> [WHAT IS BEING ASKED] Quote the line containing "of the girl" and all lines that follow it in the listing below, exactly as written.

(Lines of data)
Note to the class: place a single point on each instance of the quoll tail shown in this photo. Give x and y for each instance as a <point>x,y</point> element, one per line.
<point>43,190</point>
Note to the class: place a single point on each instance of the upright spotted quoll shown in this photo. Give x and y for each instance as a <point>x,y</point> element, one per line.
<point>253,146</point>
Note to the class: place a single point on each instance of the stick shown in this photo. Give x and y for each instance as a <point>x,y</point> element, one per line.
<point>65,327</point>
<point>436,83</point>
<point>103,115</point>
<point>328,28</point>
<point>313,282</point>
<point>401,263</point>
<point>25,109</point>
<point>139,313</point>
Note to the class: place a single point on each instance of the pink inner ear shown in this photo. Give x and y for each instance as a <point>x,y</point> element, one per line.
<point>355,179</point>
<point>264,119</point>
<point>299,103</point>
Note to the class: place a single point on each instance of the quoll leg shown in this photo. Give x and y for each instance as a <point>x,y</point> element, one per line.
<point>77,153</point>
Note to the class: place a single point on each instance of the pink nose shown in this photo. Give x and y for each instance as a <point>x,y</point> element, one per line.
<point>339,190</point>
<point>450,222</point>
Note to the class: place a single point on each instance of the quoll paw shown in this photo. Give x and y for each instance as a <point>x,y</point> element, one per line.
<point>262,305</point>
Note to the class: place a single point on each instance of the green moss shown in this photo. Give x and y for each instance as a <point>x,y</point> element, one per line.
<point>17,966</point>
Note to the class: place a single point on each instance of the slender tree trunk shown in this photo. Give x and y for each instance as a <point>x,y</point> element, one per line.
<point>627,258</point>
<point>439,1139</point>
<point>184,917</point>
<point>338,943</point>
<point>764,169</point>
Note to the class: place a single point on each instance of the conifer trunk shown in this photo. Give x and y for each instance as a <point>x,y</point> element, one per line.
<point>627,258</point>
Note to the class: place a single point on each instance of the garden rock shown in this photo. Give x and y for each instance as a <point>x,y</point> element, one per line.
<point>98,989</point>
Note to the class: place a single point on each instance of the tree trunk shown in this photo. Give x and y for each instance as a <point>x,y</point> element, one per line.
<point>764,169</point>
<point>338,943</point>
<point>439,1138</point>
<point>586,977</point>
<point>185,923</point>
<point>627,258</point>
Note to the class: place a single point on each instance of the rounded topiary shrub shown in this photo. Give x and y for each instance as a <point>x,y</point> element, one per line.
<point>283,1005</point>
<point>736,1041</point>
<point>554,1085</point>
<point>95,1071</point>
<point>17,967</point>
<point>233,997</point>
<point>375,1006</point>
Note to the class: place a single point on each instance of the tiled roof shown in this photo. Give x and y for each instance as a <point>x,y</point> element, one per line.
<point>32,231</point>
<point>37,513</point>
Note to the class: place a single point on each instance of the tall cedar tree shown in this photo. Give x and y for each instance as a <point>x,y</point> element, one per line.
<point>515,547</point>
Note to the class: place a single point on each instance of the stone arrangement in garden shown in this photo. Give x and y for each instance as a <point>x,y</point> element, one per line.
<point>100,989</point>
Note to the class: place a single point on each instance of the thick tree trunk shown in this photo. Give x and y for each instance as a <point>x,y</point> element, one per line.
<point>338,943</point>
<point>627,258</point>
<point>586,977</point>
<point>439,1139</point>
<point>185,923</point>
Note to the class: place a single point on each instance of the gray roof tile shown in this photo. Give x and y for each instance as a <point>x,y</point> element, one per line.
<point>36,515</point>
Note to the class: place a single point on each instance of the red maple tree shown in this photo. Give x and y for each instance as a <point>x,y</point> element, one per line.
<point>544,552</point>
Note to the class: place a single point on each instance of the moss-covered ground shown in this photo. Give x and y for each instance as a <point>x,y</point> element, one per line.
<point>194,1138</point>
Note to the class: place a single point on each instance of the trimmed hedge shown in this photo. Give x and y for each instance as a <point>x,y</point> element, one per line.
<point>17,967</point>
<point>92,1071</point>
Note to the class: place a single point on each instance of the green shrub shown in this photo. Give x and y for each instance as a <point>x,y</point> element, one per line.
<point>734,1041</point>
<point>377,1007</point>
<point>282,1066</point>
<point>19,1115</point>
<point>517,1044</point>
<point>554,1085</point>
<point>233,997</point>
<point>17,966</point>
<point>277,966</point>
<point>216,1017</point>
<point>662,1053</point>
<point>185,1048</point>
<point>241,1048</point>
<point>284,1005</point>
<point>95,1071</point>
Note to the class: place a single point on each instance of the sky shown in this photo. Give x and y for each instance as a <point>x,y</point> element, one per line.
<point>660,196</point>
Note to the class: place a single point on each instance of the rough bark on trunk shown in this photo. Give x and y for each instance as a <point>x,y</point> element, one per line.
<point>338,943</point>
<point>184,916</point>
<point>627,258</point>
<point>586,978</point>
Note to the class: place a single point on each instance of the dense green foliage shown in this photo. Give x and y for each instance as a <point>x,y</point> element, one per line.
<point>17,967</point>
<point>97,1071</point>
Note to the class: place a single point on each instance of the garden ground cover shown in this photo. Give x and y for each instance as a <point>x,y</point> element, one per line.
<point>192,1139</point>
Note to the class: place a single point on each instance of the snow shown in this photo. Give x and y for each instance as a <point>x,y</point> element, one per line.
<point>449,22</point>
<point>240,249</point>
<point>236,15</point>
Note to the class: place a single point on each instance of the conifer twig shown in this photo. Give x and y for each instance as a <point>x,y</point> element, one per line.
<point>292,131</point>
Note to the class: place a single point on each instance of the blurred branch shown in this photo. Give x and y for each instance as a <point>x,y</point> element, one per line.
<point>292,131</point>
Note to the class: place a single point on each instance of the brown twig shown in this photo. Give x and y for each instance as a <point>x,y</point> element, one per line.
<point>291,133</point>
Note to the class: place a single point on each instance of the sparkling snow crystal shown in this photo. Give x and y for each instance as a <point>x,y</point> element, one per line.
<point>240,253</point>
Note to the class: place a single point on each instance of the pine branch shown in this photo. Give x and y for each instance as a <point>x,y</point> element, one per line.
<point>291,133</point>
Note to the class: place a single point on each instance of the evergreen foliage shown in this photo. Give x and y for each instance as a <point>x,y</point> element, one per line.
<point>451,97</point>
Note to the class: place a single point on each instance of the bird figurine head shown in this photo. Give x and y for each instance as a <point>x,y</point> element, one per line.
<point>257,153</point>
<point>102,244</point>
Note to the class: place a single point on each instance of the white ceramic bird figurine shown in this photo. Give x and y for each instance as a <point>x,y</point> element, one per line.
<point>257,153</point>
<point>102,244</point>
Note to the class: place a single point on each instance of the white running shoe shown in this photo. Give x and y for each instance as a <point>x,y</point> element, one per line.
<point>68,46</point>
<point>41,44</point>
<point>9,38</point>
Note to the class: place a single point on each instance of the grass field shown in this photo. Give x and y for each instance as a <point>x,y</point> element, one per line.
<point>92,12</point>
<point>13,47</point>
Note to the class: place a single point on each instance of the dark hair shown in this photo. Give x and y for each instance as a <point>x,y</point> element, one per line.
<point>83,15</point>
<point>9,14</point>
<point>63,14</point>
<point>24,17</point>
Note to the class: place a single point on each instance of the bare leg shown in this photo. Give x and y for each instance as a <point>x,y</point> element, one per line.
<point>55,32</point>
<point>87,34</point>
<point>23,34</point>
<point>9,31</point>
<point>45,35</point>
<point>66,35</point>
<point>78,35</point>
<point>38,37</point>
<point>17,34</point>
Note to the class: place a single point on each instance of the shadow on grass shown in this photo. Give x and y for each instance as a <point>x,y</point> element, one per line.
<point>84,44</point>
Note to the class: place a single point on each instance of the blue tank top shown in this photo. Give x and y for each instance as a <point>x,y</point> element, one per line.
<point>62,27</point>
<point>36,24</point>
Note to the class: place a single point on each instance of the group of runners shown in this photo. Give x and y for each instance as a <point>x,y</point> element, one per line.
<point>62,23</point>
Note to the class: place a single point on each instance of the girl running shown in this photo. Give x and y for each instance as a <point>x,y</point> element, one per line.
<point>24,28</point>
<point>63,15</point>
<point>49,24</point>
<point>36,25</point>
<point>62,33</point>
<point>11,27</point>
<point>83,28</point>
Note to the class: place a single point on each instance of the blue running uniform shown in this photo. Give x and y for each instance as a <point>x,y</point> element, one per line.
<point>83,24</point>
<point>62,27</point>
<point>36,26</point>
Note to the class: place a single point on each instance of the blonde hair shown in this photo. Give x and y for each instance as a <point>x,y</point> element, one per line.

> [SOLUTION FOR THIS EXERCISE]
Note to the class: place a single point on each instance of the girl running shown in this photo. Give x and y for each instance as a <point>x,y</point> element, one per line.
<point>24,28</point>
<point>63,15</point>
<point>49,24</point>
<point>36,25</point>
<point>62,33</point>
<point>11,27</point>
<point>83,28</point>
Note to the class: place a single point on each instance of the blue running uniform shown in this photo. Give x and y for each instance as a <point>x,y</point> element, one per line.
<point>83,24</point>
<point>62,27</point>
<point>36,26</point>
Note to the class: place a single point on each instance of the blonde hair shown in this photo. Give x and y for each instance as a <point>x,y</point> element, one per line.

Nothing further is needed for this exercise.